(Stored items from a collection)
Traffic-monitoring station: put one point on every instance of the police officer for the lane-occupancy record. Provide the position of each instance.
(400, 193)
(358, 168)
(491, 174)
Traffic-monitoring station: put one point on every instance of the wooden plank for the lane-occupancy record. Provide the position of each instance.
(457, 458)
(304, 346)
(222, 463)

*What needs to be done*:
Your task is to write out the lines from the one with "of the wooden" through the end of the records, exactly and with nothing added.

*Completed exercise*:
Traffic-monitoring station: put one point on every instance of the wooden plank for the lane-occupancy record. Provide the position of each instance.
(457, 458)
(304, 346)
(222, 463)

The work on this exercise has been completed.